● **Your instructions**
Show every line in the entries that contains the string "pole", treating uppercase and lowercase as different.

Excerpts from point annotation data
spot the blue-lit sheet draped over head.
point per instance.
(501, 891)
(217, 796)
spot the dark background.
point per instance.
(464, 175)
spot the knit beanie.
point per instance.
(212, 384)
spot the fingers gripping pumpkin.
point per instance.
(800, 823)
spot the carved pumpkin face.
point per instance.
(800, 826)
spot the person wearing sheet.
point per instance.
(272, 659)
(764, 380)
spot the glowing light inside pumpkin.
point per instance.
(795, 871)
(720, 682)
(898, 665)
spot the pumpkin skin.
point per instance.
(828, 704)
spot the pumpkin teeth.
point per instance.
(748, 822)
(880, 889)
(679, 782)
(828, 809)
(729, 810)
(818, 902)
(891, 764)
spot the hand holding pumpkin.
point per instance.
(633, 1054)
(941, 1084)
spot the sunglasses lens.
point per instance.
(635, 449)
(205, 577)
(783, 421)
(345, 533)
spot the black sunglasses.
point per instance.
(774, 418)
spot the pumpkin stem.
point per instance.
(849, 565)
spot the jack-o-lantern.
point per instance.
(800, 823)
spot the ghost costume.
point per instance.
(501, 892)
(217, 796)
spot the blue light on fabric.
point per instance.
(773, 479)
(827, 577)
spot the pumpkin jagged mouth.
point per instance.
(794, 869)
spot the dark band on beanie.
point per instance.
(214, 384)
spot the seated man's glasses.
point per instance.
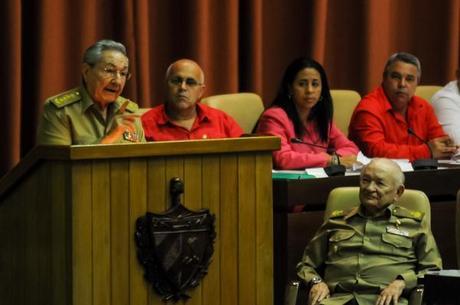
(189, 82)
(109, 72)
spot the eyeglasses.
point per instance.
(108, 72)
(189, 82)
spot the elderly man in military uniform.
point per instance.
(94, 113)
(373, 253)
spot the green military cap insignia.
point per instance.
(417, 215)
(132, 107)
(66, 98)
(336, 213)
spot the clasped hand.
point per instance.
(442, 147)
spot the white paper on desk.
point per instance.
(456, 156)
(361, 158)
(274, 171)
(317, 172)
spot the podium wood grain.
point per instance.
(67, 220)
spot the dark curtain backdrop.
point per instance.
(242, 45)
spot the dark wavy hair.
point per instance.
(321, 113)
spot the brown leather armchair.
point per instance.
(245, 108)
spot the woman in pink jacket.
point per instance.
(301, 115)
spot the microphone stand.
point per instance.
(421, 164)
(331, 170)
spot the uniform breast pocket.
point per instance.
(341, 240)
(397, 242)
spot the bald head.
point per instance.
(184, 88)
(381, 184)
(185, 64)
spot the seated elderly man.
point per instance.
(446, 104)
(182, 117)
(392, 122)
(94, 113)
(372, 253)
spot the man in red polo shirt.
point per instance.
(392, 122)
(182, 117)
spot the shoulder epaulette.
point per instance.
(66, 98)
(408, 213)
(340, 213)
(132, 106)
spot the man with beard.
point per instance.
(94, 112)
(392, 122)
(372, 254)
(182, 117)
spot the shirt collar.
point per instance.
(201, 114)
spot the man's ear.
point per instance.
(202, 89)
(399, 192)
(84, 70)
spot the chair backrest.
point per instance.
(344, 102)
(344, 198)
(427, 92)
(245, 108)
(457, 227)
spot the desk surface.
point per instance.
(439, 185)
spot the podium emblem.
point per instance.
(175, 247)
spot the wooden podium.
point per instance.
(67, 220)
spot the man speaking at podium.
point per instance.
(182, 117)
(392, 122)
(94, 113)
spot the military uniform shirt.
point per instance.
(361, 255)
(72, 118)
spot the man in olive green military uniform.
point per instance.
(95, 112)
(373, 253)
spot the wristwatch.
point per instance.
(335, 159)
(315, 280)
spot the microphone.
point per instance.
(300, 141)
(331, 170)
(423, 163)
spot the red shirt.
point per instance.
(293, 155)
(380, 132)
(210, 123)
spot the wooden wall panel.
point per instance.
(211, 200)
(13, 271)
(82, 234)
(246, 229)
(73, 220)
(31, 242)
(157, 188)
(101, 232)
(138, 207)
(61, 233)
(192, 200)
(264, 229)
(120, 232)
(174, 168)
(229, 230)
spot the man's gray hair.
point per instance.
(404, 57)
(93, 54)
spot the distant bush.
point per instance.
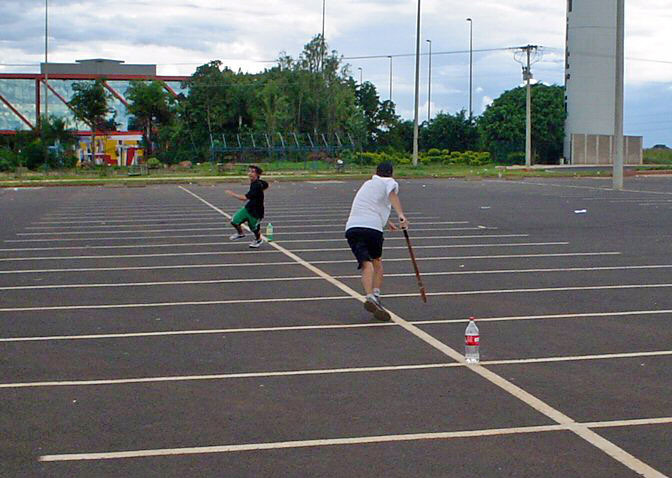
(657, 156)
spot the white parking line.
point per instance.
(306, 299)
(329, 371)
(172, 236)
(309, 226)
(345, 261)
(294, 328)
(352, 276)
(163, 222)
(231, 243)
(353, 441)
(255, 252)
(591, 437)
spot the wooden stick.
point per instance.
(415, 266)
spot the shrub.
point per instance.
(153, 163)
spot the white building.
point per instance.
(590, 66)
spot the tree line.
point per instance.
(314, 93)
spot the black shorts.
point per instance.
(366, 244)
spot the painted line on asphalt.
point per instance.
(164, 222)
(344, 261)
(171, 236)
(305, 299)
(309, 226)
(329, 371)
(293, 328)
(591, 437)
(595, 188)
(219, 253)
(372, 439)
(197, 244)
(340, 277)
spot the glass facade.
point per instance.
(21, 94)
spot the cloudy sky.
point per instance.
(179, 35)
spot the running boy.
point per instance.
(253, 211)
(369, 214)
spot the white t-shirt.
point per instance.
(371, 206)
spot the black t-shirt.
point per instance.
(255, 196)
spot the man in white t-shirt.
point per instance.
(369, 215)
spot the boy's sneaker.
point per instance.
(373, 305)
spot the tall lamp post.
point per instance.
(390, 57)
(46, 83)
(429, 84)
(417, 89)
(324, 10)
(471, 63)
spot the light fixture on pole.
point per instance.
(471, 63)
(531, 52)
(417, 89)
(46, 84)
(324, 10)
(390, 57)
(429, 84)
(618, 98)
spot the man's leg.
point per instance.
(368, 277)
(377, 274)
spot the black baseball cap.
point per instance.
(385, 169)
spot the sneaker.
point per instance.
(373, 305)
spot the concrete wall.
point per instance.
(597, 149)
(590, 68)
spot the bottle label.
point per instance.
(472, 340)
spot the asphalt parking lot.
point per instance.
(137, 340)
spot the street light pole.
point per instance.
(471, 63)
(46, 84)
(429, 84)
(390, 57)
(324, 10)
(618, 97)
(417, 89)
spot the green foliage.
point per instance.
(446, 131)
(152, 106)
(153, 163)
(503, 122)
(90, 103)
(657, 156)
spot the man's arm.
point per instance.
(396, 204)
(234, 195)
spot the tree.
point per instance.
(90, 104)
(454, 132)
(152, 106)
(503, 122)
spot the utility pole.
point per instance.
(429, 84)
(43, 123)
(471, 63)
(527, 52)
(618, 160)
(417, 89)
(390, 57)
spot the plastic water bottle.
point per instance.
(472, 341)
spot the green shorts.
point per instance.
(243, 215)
--
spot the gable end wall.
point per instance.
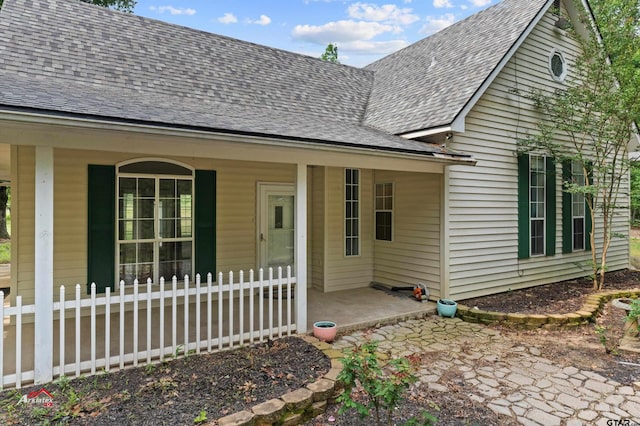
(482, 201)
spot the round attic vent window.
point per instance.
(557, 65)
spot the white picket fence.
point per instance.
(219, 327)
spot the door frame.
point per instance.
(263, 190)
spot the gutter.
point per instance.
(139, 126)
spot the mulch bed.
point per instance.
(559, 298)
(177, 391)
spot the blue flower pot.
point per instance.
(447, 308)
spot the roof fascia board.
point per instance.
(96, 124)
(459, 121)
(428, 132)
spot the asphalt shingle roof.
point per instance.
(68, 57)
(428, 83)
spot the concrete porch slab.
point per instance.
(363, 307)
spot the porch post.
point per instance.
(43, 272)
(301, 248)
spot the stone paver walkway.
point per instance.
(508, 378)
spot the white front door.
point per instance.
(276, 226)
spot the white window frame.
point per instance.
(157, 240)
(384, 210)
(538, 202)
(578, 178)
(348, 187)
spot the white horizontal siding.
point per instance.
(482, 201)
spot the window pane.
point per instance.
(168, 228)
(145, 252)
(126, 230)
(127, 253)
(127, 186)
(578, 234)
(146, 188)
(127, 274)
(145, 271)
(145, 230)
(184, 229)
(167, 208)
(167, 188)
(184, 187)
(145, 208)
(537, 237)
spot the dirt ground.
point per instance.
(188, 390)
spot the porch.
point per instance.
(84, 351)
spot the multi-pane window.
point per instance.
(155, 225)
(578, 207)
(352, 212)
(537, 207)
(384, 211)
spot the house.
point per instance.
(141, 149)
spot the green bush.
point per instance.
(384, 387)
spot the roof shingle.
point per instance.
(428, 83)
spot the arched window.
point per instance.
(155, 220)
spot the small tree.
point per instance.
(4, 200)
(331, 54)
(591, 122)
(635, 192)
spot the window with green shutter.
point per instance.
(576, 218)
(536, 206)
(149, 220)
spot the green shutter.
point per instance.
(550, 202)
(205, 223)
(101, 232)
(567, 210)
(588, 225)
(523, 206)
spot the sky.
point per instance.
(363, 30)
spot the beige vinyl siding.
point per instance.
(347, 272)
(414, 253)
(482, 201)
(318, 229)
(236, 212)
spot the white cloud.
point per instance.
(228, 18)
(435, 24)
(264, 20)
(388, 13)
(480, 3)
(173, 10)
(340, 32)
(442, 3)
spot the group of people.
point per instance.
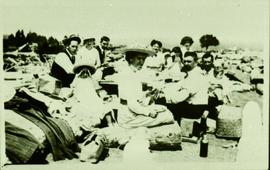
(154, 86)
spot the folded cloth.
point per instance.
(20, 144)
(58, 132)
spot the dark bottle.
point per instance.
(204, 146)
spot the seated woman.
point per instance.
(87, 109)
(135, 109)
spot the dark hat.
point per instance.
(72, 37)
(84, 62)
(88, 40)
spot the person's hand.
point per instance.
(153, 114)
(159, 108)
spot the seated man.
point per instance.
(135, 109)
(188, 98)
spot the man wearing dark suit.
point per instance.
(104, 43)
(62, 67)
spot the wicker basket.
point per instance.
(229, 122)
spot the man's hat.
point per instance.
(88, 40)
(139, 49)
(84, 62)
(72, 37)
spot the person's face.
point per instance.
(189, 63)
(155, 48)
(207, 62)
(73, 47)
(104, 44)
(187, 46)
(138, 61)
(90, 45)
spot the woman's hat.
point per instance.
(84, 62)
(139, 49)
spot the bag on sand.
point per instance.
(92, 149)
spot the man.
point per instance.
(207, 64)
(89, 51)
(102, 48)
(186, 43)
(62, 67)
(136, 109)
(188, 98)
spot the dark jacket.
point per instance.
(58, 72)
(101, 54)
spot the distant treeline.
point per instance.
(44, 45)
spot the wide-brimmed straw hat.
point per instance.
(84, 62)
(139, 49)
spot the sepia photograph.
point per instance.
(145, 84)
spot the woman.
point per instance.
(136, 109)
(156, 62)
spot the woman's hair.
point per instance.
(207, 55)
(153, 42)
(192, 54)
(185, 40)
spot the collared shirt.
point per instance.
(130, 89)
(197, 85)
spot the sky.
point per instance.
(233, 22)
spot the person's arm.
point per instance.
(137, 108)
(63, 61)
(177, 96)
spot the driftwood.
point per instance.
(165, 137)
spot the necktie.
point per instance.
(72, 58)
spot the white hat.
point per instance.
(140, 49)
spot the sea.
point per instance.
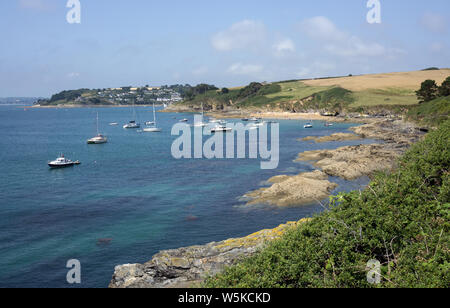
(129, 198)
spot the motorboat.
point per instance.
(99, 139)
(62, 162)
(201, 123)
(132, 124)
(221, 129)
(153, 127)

● **Answer**
spot the light fixture on pole.
spot the street light pole.
spot the utility pole.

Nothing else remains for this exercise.